• Esplora il materiale:
• A. Puoi ricopiare dal testo fornito il passo compreso tra "Donne di Palestina" e "diritti delle donne.", estremi inclusi?
• B. Come si traduce in inglese questa frase del testo fornito: "Dobbiamo ricordare che stiamo combattendo contro un’occupazione che è estremamente violenta in sé."?

• Testo fornito:
---
Tra le firmatarie dell’appello c’è Yael Dayan, scrittrice, più volte parlamentare laburista, figlia di uno dei miti d’Israele, l’eroe della Guerra dei Sei giorni: il generale Moshe Dayan. “L’annessione – dice Yael Dayan a Reset – rappresenterebbe il trionfo della destra oltranzista, della sua visione messianica d’Israele, e di una concezione dei rapporti, tra popoli ma anche nelle relazioni sociali e nella sfera sessuale, dominata dalla logica della forza e della sopraffazione. I fautori della Grande Israele sono gli stessi che considerano le donne come strumenti di procreazione, comunque succubi. L’Israele che vogliono imporre mi fa paura, come democratica, come pacifista, come donna”.

Donne di Palestina

La forza delle idee, la chiarezza degli intenti, la capacità di coniugare idealità e concretezza, che caratterizzano la lettera-appello delle donne israeliane contro l’annessione, si ritrovano anche nelle considerazioni e nell’esperienza di colei che a livello internazionale rappresenta la determinazione e il sacrificio di cui le donne palestinesi, spesso poco più che adolescenti, hanno dato prova nel corso del tempo: Hanan Ashrawi. Più volte ministra dell’Autorità Palestinese, oggi membro dell’esecutivo dell’Olp, paladina dei diritti delle donne.

“Essere donna in Palestina – dice Ashrawi -significa essere parte di un movimento di liberazione nazionale e al tempo stesso battersi per il superamento dei caratteri più opprimenti di una società patriarcale. Ecco, se dovessi operare una sintesi, direi che le donne palestinesi lottano per una doppia liberazione. E fanno questo dovendosi occupare di mandare avanti famiglie con tanti bambini e spesso da sole perché il marito o il figlio più grande sono in un carcere israeliano. Dobbiamo ricordare che stiamo combattendo contro un’occupazione che è estremamente violenta in sé. Gli studi hanno dimostrato come questo influenza le donne in molti modi, ma anche come eccita gli uomini generando un contesto di violenza. Quando gli uomini si sentono evirati nel senso tradizionale, a causa della violenza dell’occupazione, degli assalti costanti e dell’umiliazione, la loro rabbia e frustrazione è diretta contro donne e bambini. Il sistema patriarcale e macho combinato con il circolo di violenza in cui viviamo, può provocare questo tipo di comportamento”.
---
• Dati forniti:
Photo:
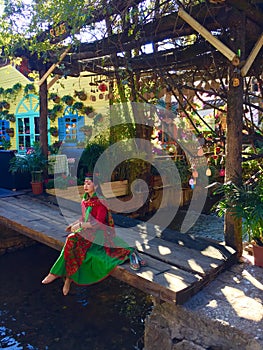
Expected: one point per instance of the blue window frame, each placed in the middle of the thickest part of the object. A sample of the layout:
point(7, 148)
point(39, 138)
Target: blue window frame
point(69, 126)
point(4, 124)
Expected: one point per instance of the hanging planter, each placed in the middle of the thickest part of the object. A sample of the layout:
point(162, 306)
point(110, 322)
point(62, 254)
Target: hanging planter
point(5, 104)
point(11, 117)
point(29, 89)
point(53, 131)
point(68, 100)
point(98, 118)
point(54, 97)
point(89, 111)
point(78, 105)
point(87, 130)
point(103, 87)
point(81, 95)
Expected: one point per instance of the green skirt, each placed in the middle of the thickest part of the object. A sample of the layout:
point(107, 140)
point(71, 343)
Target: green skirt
point(90, 261)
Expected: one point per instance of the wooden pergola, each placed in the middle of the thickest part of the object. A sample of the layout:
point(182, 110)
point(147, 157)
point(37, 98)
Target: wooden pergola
point(205, 40)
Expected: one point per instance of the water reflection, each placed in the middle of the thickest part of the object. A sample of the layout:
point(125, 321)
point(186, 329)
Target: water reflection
point(106, 316)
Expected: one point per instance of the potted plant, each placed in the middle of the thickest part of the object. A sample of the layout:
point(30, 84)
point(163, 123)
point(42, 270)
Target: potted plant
point(34, 162)
point(68, 100)
point(245, 201)
point(54, 97)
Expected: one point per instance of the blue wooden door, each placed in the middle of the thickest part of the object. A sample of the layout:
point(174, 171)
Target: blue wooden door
point(27, 126)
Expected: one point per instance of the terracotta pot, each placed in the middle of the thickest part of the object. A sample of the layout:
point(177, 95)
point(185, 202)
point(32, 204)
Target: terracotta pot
point(37, 187)
point(258, 255)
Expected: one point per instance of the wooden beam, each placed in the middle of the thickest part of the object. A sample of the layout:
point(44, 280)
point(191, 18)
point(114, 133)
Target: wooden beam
point(252, 56)
point(50, 70)
point(229, 54)
point(53, 81)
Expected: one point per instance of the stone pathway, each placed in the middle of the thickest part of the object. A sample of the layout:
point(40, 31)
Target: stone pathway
point(208, 226)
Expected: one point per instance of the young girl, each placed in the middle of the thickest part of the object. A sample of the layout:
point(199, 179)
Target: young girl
point(92, 251)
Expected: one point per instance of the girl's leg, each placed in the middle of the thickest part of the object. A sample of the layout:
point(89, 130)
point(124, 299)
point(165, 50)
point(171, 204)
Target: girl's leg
point(49, 278)
point(66, 286)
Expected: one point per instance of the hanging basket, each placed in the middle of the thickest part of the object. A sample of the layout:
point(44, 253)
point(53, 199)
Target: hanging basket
point(37, 187)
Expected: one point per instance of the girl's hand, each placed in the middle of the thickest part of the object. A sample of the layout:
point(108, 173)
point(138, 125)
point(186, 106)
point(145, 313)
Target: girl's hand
point(68, 228)
point(75, 227)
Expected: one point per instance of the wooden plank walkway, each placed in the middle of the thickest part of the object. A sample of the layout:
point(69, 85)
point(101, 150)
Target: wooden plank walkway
point(176, 270)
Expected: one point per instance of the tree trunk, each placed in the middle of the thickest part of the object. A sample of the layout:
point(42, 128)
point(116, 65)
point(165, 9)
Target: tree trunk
point(233, 226)
point(43, 118)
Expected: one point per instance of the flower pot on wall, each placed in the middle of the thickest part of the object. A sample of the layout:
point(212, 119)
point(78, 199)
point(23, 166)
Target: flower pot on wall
point(258, 255)
point(37, 187)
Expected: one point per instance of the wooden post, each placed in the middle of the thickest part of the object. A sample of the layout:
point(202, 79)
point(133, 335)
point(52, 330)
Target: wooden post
point(252, 56)
point(234, 122)
point(43, 117)
point(50, 70)
point(229, 54)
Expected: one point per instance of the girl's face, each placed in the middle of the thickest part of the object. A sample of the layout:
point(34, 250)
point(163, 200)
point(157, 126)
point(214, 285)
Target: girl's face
point(89, 186)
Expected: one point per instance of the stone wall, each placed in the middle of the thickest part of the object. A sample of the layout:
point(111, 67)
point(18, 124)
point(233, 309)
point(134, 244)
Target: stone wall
point(11, 240)
point(171, 327)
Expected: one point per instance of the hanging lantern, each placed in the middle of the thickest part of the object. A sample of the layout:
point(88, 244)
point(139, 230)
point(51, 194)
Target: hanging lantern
---
• Risposte ai compiti:
• A.
Donne di Palestina

La forza delle idee, la chiarezza degli intenti, la capacità di coniugare idealità e concretezza, che caratterizzano la lettera-appello delle donne israeliane contro l’annessione, si ritrovano anche nelle considerazioni e nell’esperienza di colei che a livello internazionale rappresenta la determinazione e il sacrificio di cui le donne palestinesi, spesso poco più che adolescenti, hanno dato prova nel corso del tempo: Hanan Ashrawi. Più volte ministra dell’Autorità Palestinese, oggi membro dell’esecutivo dell’Olp, paladina dei diritti delle donne.

• B. We must remember that we are fighting against an occupation that is extremely violent in itself.